◆ **EXTRAIT CITÉ**
1_EtudesRomanesDeBrno_42 2012 1_30
33, 1, 2012
GHEORGHE DERBAC
« PRÉSENT PASSÉ, PASSÉ PRÉSENT 1 » : ÉCRITURE ET ÉCHOS
DE L’HISTOIRE DANS REQUIEM POUR L’EST 2 ET LA VIE
D’UN HOMME INCONNU 3 D’ANDREÏ MAKINE
Des fractures historiques comprenant les grands événements du XXe siècle, avec une propension pour la période communiste de l’histoire russe, traversent l’œuvre d’Andreï Makine. Cette mise en scène de l’Histoire s’articule autour des personnages qui remplissent le rôle de témoins, stratégie littéraire employée fréquemment par l’auteur pour donner force à ses romans. Dans La transcription de l’histoire. Essai sur le roman européen de la fin du XXe siècle, Emmanuel Bouju, reprenant l’idée de « poétique de la voix » de Dominique Rabaté4 dans le contexte
« de la parole attachée à transcrire l’expérience historique5 », soutient :
Alors se dessine une poétique de la voix (pour emprunter une formule à Dominique Rabaté) qui reprend l’ancien débat témoignage ou fiction pour le désamorcer et le faire servir à une esthétique où la présence du témoin, même feinte, est reçue par le lecteur comme garante d’une vérité propre : le modèle est celui d’un récit fondé sur la présentation (intégration au présent) des témoignages absents, disparus – que garantit paradoxalement la seule puissance de la fiction6.

◆ **CONSIGNE A**
Dans l’extrait cité, à qui Emmanuel Bouju emprunte-t-il la formule « poétique de la voix » ?

◆ **DONNÉES DE L’EXERCICE**
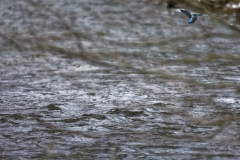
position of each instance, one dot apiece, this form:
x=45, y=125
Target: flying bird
x=192, y=17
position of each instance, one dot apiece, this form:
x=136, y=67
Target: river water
x=104, y=79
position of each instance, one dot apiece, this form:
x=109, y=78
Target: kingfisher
x=192, y=17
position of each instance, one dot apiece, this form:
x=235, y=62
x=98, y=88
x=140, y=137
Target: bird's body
x=192, y=17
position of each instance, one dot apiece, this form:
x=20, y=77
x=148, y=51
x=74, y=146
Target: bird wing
x=187, y=13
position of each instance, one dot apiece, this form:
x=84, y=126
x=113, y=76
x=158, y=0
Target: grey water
x=107, y=79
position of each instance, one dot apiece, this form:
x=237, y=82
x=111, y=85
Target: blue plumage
x=192, y=17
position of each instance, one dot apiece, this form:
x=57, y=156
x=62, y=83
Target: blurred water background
x=109, y=79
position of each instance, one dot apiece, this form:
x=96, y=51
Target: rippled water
x=104, y=79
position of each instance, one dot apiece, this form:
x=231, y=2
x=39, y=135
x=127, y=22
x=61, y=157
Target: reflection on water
x=102, y=79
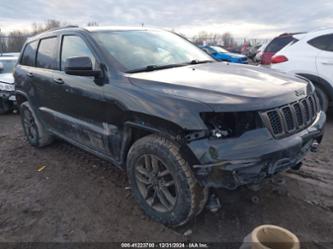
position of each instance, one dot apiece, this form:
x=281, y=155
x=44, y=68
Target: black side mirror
x=80, y=66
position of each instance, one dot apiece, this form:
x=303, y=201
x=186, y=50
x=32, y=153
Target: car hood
x=224, y=86
x=7, y=78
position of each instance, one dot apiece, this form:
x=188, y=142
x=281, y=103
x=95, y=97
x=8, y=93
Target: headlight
x=231, y=124
x=7, y=87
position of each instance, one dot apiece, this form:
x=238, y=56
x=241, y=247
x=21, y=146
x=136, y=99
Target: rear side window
x=46, y=54
x=324, y=42
x=74, y=46
x=278, y=43
x=29, y=54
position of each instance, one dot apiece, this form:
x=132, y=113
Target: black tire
x=187, y=196
x=323, y=99
x=35, y=133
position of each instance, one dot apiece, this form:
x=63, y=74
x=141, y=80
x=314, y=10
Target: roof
x=116, y=28
x=9, y=58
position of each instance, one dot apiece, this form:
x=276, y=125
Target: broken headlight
x=231, y=124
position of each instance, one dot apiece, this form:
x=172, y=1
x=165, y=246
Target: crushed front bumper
x=256, y=155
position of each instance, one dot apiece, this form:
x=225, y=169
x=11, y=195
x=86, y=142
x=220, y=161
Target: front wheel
x=35, y=133
x=162, y=182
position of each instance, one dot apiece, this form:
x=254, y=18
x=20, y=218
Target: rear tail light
x=279, y=59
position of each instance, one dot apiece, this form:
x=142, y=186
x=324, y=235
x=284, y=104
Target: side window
x=278, y=43
x=324, y=42
x=46, y=54
x=29, y=54
x=74, y=46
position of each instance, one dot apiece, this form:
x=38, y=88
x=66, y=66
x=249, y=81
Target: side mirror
x=80, y=66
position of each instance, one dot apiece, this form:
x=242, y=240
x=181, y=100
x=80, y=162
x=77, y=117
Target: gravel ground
x=80, y=198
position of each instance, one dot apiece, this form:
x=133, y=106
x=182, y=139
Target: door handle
x=58, y=81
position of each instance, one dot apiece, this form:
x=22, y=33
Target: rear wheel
x=323, y=99
x=162, y=182
x=35, y=133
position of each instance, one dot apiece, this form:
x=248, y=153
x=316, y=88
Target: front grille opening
x=291, y=118
x=275, y=122
x=299, y=115
x=307, y=111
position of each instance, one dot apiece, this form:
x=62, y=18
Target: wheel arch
x=21, y=97
x=143, y=125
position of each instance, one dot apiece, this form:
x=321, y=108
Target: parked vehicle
x=275, y=45
x=7, y=89
x=156, y=105
x=222, y=54
x=260, y=51
x=310, y=56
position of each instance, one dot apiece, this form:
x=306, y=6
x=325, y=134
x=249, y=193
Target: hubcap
x=29, y=125
x=156, y=183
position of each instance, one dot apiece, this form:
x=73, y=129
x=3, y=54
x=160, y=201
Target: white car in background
x=310, y=55
x=260, y=51
x=7, y=88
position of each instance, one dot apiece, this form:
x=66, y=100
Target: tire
x=35, y=133
x=159, y=156
x=323, y=99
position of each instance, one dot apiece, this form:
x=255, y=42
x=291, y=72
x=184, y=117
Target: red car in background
x=276, y=45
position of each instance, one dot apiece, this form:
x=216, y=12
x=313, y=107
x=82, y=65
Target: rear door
x=43, y=77
x=24, y=72
x=325, y=56
x=80, y=113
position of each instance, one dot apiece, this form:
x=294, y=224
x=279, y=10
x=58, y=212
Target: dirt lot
x=78, y=197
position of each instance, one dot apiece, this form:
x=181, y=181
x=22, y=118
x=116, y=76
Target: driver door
x=80, y=114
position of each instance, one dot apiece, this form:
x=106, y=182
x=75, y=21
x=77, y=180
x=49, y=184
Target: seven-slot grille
x=292, y=118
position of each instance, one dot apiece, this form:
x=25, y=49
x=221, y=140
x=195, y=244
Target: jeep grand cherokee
x=157, y=106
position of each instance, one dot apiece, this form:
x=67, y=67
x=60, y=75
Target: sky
x=243, y=18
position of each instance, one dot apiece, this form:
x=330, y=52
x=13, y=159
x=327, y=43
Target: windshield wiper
x=150, y=68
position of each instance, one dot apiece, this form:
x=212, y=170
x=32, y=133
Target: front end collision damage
x=253, y=156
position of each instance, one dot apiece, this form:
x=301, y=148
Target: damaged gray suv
x=155, y=105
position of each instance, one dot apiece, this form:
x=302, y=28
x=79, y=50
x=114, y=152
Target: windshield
x=139, y=49
x=219, y=49
x=7, y=66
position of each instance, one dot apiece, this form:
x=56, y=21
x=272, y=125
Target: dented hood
x=224, y=86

◆ **CONSIGNE B**
Indiquez uniquement le nombre de lignes des enregistrements où figure le mot « wheel ».

◆ **RÉPONSE ATTENDUE A**
À Dominique Rabaté.

◆ **RÉPONSE ATTENDUE B**
3